§ **Provided text**
#####

In river regions with high sediment content and high flow velocity (such as the Yellow River Basin and sand-laden river areas in Northwest China), the bed load and suspended load carried by the water flow exert intense impact and scouring-abrasion damage on hydraulic concrete structures. This type of damage is often coupled with the inherent brittleness and cracking issues of concrete itself, significantly exacerbating the functional degradation of the flow-passing surfaces of water-releasing structures and the risk of structural failure [1,2]. The continuous development of coupled damage not only substantially increases the cost of later maintenance and reinforcement, but also poses a severe threat to the long-term safe operation of water conservancy projects. In extreme cases, it may even lead to catastrophic accidents such as structural collapse. Therefore, in response to the long-service-life demands of water conservancy infrastructure in sand-laden river environments, the development of hydraulic concrete with high anti-scouring-abrasion and high impact resistance has become a crucial engineering and technical issue that urgently needs to be addressed at present [3,4].

Currently, commonly used anti-abrasion techniques for hydraulic concrete include the application of high-strength concrete, the addition of abrasion-resistant aggregates (such as steel fibers, polypropylene fibers, etc.), and surface coating treatments. However, although these methods improve the abrasion resistance of concrete to some extent, they still face issues such as high cost, complex construction, and insufficient durability. Therefore, developing a new type of abrasion-resistant concrete material that is both economical and efficient holds significant engineering importance.

As a typical industrial solid waste, the annual output of waste tires continues to rise with the rapid development of the rubber industry and automotive sector. According to industry statistics, the global annual generation of waste tires currently ranges from 25 to 30 million tons [5,6]. The accumulation and landfilling of large quantities of waste tires not only occupy land resources but also pose potential environmental risks such as soil and groundwater contamination. However, from the perspective of resource recycling, these readily available and low-cost waste rubber materials provide an abundant raw material source for the development and application of rubberized concrete, creating favorable conditions for synergistically advancing solid waste utilization and construction material innovation [7,8].

Rubberized concrete is a cement-based composite material prepared by partially replacing conventional aggregates with waste rubber particles (or rubber powder). It offers multiple advantages in terms of technical performance and application potential:

(1)

#####

Position identification records:
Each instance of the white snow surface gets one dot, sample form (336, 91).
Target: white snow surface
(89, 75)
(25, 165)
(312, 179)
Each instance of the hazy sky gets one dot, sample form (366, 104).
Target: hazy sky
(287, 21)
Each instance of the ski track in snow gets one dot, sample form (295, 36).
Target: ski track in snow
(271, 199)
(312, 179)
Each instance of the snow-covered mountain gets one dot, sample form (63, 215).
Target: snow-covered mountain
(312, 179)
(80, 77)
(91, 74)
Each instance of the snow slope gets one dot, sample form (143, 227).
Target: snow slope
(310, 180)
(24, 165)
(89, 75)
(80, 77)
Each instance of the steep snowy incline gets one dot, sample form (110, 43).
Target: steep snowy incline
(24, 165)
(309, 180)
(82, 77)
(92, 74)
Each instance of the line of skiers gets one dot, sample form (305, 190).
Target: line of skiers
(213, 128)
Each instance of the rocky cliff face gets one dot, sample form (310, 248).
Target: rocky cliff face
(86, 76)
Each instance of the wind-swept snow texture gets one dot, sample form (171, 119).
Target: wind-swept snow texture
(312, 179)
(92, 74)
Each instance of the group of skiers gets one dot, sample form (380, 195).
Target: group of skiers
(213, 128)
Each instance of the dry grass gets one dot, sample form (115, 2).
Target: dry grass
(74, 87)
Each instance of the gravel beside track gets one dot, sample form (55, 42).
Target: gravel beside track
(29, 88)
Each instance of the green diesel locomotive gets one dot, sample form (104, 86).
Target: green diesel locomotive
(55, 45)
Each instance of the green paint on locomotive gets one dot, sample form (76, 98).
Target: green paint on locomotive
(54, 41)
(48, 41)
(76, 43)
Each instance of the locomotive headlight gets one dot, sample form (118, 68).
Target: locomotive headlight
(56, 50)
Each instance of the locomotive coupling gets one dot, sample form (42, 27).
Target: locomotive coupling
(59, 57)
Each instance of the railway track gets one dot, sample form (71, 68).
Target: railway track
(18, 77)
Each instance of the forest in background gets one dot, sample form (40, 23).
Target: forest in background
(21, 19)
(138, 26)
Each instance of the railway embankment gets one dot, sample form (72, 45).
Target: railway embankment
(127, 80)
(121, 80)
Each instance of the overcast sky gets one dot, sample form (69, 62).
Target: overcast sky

#####

Transcribe the part of the concrete text that begins at the words "As a typical" and stops after "material innovation [7,8].".

As a typical industrial solid waste, the annual output of waste tires continues to rise with the rapid development of the rubber industry and automotive sector. According to industry statistics, the global annual generation of waste tires currently ranges from 25 to 30 million tons [5,6]. The accumulation and landfilling of large quantities of waste tires not only occupy land resources but also pose potential environmental risks such as soil and groundwater contamination. However, from the perspective of resource recycling, these readily available and low-cost waste rubber materials provide an abundant raw material source for the development and application of rubberized concrete, creating favorable conditions for synergistically advancing solid waste utilization and construction material innovation [7,8].